Benign prostatic enlargement (bph)

Benign prostatic hyperplasia is a condition associated with aging. Severe urinary complaints due to prostate enlargement, which severely impairs the quality of life of male patients, are seen in one third of men over 65 years of age. In patients with benign prostatic enlargement (BPH), a decrease in urine flow rate, an increase in the amount of urine remaining in the bladder, an enlarged prostate, and an increase in urinary excretion complaints are observed. Urinary retention may also be seen in some patients because they cannot urinate at all. We can identify patients in whom prostate disease may progress by looking at age, PSA test, prostate volume, deterioration in kidney function, degree of complaints and decreased urine flow rate. We first take a detailed history of the patients who apply with prostate complaints and evaluate their complaints.

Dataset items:
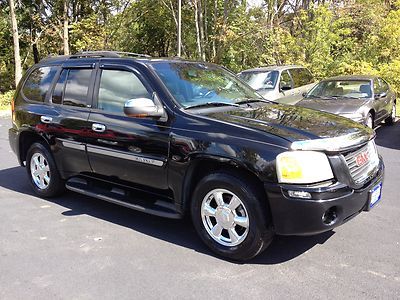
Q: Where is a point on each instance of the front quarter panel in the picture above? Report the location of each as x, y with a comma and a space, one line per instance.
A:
198, 140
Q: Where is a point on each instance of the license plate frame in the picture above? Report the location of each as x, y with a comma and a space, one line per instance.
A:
374, 195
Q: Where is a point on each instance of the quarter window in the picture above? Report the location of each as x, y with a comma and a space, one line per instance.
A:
117, 87
301, 77
59, 88
77, 87
38, 83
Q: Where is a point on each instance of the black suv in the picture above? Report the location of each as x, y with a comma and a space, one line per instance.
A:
173, 137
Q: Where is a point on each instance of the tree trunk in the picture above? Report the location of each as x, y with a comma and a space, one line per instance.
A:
196, 21
17, 56
201, 26
65, 28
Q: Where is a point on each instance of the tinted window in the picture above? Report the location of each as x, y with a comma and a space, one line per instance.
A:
301, 77
76, 89
117, 87
59, 88
260, 80
340, 89
38, 83
286, 81
384, 85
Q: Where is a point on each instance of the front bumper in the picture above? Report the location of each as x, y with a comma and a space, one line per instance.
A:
293, 216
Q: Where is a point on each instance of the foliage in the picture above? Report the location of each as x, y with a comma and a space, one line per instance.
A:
336, 37
5, 99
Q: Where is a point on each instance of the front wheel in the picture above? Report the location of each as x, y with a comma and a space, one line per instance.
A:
369, 121
392, 118
231, 216
42, 171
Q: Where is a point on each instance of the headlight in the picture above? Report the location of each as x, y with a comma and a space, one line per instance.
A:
303, 167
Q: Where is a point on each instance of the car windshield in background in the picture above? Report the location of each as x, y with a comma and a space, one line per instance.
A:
194, 84
260, 80
341, 89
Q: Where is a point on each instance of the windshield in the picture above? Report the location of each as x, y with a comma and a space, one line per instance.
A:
260, 80
342, 89
193, 84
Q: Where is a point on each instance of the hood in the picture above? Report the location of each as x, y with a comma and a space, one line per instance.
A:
334, 106
295, 123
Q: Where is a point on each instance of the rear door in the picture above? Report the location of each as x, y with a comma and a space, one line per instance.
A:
131, 149
68, 120
381, 100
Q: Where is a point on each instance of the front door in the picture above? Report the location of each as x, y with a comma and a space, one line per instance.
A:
128, 148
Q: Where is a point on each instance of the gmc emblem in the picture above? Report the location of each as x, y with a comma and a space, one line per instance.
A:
362, 158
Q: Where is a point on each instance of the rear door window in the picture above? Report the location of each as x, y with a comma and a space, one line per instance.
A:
58, 92
286, 81
38, 83
77, 87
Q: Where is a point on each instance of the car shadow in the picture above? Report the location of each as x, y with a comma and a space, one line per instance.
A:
388, 136
178, 232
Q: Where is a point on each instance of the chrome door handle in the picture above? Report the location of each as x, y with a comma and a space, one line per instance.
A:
98, 127
46, 119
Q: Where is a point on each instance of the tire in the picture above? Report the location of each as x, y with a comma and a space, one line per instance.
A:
392, 118
369, 122
252, 206
47, 182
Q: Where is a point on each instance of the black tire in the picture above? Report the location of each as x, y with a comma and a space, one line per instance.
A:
259, 234
369, 120
392, 118
56, 184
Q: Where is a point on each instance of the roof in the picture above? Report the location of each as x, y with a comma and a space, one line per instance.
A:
351, 77
87, 56
273, 68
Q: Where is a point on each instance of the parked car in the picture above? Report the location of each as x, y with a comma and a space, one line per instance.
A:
367, 100
283, 84
172, 137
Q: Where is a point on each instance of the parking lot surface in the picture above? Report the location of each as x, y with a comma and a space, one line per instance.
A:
82, 248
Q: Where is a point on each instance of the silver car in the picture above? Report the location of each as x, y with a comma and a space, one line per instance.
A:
364, 99
283, 84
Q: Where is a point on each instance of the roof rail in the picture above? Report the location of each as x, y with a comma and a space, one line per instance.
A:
112, 54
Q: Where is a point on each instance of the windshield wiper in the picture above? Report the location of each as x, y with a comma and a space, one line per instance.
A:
212, 104
254, 100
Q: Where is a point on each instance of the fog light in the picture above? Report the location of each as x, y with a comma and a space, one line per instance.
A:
330, 216
299, 194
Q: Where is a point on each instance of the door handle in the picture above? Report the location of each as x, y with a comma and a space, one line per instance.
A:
46, 119
98, 127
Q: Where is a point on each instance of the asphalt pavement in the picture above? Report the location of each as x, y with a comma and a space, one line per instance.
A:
76, 247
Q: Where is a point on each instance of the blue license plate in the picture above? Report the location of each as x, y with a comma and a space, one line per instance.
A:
375, 195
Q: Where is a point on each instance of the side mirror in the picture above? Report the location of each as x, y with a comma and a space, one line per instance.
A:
142, 108
380, 95
285, 88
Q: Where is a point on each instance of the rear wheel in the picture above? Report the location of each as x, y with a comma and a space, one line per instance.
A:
392, 118
230, 217
42, 171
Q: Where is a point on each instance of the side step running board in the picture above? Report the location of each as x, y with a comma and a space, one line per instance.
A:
122, 196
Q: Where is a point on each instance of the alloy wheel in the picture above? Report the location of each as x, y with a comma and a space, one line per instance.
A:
40, 171
225, 217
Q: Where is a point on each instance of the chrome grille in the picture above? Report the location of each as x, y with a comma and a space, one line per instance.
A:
361, 173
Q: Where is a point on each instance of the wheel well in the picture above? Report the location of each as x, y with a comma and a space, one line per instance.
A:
26, 139
372, 112
204, 167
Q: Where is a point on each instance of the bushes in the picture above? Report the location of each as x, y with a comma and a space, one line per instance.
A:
5, 99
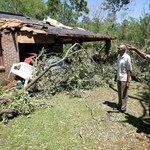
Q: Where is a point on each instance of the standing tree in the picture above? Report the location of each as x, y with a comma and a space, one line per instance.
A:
32, 8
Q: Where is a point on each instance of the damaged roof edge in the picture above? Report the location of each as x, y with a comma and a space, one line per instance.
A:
18, 22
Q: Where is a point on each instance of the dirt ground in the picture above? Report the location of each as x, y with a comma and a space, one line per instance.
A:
130, 127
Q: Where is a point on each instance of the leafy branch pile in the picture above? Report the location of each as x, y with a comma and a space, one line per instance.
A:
79, 72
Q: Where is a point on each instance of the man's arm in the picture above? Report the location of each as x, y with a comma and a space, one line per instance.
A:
140, 53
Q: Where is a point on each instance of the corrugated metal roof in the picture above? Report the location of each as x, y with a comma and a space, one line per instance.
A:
16, 21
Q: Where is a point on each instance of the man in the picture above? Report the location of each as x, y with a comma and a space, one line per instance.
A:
144, 56
124, 69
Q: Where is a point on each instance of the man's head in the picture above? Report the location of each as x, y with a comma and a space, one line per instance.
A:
121, 49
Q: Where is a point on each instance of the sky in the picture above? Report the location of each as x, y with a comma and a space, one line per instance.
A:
136, 9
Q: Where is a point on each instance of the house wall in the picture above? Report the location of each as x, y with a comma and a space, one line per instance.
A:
10, 54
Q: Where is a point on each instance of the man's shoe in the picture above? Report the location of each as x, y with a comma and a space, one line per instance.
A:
122, 110
118, 108
148, 136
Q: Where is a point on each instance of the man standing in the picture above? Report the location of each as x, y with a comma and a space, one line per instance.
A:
144, 56
124, 69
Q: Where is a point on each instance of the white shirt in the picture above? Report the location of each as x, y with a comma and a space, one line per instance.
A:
123, 65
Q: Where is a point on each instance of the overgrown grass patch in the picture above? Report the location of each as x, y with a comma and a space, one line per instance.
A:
79, 123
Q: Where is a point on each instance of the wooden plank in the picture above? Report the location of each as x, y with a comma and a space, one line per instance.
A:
38, 38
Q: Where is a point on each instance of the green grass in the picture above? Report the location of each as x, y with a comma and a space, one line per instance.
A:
80, 124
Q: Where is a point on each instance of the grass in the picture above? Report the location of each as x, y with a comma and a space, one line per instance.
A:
87, 123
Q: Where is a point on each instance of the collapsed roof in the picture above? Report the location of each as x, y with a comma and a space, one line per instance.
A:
21, 23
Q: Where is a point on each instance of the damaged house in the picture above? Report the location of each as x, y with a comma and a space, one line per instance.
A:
21, 36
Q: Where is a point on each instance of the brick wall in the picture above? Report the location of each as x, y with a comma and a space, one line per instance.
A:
10, 54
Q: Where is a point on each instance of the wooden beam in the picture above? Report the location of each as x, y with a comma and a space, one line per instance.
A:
27, 37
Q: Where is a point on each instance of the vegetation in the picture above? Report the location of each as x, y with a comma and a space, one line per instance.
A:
88, 122
76, 116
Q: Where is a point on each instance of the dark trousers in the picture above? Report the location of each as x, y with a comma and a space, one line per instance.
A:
122, 94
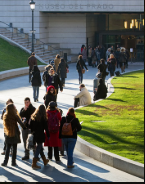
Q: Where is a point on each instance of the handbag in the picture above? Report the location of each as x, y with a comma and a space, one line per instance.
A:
67, 129
30, 142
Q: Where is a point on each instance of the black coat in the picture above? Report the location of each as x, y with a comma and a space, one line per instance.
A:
37, 128
36, 78
27, 114
101, 92
55, 81
80, 65
48, 98
76, 126
16, 139
102, 68
62, 72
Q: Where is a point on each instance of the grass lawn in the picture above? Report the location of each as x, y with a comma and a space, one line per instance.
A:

Apply what you read:
A. According to the passage on benign prostatic enlargement, in what proportion of men over 65 years of age are severe urinary complaints due to prostate enlargement seen?
B. Continue the passage on benign prostatic enlargement, beginning after its final sentence.

List of answers:
A. One third of men over 65 years of age.

B.
Complaints such as frequent urination, burning in urination, intermittent urination, inability to relax after urination, weak urination, difficult urination, frequent getting up to urinate at night, difficult urination, urinary incontinence, bleeding in the urine are the complaints we encounter in prostate patients. Then, we distinguish benign prostate enlargement from prostate cancer with the PSA (prostate specific antigen) blood test. If there is a suspicion of prostate cancer in the patient, both by examination and PSA test, we perform further tests for this (see Prostate cancer). Not all PSA elevations indicate prostate cancer, and we know that factors such as infection, trauma, age, and prostate volume also cause PSA elevation. We evaluate kidney functions with urea and creatinine tests, and urinary tract infection or bleeding with urinalysis. We attach great importance to digital rectal examination in examination.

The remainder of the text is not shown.